Beginning at the line containing "the man's ear" and continuing to the end of the records below, give each line again exactly as it stands, and only those lines.

======== INPUT RECORDS ========

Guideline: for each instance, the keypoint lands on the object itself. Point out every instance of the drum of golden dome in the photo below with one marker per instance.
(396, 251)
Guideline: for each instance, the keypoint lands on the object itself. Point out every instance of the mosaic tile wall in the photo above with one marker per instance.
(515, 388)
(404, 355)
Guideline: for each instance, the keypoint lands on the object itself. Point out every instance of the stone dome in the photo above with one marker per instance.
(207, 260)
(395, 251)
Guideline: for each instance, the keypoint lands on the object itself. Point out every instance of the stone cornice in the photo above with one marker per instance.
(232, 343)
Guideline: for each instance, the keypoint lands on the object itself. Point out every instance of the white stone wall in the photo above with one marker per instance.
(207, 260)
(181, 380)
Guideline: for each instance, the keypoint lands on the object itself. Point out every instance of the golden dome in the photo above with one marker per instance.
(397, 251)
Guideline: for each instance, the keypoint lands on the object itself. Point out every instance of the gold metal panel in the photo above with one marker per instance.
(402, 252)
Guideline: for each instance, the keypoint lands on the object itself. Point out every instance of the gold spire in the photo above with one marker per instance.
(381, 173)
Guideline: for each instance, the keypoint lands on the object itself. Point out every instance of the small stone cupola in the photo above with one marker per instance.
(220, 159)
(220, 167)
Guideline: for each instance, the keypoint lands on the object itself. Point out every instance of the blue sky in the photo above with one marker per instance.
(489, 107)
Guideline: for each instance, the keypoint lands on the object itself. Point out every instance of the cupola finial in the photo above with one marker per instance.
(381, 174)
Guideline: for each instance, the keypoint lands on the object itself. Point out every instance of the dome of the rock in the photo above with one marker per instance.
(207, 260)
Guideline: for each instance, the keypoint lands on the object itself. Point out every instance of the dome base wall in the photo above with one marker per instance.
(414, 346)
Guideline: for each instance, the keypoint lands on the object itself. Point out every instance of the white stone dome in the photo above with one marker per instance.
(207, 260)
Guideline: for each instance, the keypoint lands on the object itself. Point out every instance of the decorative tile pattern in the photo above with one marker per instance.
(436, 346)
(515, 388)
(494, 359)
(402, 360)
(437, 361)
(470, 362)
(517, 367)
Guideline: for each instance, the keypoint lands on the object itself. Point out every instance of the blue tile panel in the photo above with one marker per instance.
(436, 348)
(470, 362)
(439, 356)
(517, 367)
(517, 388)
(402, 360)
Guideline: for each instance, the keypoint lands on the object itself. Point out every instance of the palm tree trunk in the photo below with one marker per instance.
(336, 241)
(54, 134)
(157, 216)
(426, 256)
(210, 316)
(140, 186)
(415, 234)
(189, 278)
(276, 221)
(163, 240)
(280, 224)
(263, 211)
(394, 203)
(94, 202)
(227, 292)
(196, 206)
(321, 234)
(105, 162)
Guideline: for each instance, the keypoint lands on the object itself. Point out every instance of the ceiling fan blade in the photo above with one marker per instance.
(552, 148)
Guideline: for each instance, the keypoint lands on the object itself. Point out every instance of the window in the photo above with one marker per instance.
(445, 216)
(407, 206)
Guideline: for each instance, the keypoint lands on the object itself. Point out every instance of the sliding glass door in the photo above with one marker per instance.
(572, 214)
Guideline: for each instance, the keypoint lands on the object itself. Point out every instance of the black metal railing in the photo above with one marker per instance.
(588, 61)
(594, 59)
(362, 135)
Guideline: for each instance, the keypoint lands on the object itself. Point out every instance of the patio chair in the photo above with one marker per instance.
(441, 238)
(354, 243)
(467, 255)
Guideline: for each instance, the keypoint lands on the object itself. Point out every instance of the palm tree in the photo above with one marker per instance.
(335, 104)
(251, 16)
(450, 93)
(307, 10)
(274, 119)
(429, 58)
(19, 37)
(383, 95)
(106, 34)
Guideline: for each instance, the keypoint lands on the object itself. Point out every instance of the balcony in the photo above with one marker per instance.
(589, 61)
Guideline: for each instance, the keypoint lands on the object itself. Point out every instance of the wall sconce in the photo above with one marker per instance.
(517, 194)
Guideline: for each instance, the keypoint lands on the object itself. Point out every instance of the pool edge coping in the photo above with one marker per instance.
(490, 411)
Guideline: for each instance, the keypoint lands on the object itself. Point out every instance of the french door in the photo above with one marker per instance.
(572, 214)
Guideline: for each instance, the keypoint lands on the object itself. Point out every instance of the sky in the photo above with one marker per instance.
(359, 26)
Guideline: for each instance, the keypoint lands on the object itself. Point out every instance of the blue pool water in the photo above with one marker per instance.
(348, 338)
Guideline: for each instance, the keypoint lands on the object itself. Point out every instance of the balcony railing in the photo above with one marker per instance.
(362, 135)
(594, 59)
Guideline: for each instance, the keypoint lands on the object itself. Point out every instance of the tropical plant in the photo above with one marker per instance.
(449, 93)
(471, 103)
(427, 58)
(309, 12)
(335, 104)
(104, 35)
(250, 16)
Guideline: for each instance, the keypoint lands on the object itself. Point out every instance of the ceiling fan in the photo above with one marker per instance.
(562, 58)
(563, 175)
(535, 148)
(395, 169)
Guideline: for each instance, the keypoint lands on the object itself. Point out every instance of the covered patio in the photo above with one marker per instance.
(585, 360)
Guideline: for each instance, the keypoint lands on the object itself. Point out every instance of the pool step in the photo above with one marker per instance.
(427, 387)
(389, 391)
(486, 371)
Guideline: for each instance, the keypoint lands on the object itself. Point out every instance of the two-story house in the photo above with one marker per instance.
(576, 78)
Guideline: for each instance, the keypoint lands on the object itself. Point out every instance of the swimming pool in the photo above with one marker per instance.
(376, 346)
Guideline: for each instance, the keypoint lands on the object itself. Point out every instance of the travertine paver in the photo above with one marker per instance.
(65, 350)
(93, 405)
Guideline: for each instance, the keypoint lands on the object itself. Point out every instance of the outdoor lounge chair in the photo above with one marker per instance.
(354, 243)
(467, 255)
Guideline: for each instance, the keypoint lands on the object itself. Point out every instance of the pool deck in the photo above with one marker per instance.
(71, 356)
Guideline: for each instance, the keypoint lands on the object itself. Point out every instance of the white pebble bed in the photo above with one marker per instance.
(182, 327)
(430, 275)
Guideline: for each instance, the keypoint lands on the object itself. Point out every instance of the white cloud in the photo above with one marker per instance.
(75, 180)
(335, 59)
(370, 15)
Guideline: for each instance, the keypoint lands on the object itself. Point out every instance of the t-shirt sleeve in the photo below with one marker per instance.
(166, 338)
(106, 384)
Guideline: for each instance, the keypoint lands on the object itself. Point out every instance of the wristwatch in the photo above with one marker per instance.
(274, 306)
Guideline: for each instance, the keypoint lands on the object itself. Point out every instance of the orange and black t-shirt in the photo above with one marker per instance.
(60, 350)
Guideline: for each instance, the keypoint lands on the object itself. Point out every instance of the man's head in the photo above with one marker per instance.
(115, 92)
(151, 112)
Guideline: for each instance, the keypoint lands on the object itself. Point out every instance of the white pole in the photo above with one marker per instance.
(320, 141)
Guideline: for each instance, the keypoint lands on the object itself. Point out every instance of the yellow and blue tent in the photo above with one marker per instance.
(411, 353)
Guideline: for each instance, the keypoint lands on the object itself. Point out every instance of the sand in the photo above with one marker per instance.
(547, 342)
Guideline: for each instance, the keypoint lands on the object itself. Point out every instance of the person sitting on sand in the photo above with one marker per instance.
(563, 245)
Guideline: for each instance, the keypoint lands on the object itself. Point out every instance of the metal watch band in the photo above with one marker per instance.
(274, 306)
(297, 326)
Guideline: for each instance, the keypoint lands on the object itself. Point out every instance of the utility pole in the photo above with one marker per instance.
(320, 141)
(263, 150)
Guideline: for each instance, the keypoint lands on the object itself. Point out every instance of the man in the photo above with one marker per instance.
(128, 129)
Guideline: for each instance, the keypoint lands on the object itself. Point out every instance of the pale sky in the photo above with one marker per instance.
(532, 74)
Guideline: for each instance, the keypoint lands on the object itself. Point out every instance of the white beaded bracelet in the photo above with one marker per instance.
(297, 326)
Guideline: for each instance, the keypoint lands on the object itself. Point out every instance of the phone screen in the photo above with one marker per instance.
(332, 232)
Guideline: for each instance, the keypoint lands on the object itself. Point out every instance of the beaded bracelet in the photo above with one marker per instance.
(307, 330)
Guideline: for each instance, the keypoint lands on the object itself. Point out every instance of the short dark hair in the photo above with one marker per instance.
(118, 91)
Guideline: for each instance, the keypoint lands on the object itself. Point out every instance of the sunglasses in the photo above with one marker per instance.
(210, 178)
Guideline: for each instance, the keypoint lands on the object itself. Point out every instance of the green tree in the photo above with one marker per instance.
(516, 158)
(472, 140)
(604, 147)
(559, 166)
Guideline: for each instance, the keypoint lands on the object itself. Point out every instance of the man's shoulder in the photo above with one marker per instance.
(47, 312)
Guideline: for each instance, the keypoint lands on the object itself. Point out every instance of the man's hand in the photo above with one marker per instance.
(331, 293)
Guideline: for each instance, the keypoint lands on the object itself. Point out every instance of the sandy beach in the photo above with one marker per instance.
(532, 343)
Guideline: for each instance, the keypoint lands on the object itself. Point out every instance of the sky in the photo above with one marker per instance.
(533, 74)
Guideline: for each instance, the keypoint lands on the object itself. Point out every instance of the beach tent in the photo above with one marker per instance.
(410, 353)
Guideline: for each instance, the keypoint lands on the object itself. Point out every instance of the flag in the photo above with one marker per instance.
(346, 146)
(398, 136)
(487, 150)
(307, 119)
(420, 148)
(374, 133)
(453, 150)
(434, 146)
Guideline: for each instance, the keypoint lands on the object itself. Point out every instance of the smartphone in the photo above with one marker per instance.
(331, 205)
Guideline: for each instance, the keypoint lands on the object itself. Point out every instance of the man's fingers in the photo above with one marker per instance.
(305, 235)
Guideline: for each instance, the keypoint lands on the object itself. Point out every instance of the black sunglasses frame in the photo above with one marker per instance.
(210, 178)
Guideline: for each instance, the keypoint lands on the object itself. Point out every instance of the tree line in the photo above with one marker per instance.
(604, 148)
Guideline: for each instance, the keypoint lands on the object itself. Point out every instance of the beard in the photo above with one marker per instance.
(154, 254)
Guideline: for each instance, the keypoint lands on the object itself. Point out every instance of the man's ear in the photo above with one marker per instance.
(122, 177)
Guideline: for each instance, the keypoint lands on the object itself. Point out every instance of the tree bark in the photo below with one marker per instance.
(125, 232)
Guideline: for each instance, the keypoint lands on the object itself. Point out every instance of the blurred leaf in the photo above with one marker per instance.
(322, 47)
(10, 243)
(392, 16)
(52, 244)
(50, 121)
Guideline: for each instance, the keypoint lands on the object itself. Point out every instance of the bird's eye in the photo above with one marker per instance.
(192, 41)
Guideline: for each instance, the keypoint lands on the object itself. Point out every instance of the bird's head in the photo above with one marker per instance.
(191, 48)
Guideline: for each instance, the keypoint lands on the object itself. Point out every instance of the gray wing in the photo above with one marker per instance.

========

THE RESPONSE
Guideline: for each instance, the keypoint lands on the object itself. Point out every instance of the man's ear in the photo above with one marker per instance.
(122, 177)
Guideline: for each instance, the keypoint lands on the object itself. Point out every instance of the tree bark in the photo below with one marker per instance.
(125, 232)
Guideline: for each instance, the keypoint lands on the object itself. Point out every instance of the blurred leaf in the photo above with one marker per instance.
(322, 47)
(10, 243)
(392, 16)
(52, 244)
(50, 121)
Guideline: for each instance, the keypoint lands on the object itself. Point out every instance of the bird's eye in the photo above with one marker per instance.
(192, 41)
Guideline: for each instance, the keypoint lands on the object itself. Point out every instance of the bird's head in the photo above with one marker per instance.
(191, 48)
Guideline: for each instance, the keypoint lands on the object itself. Point out every instance of the gray wing in the photo above with one marker per instance.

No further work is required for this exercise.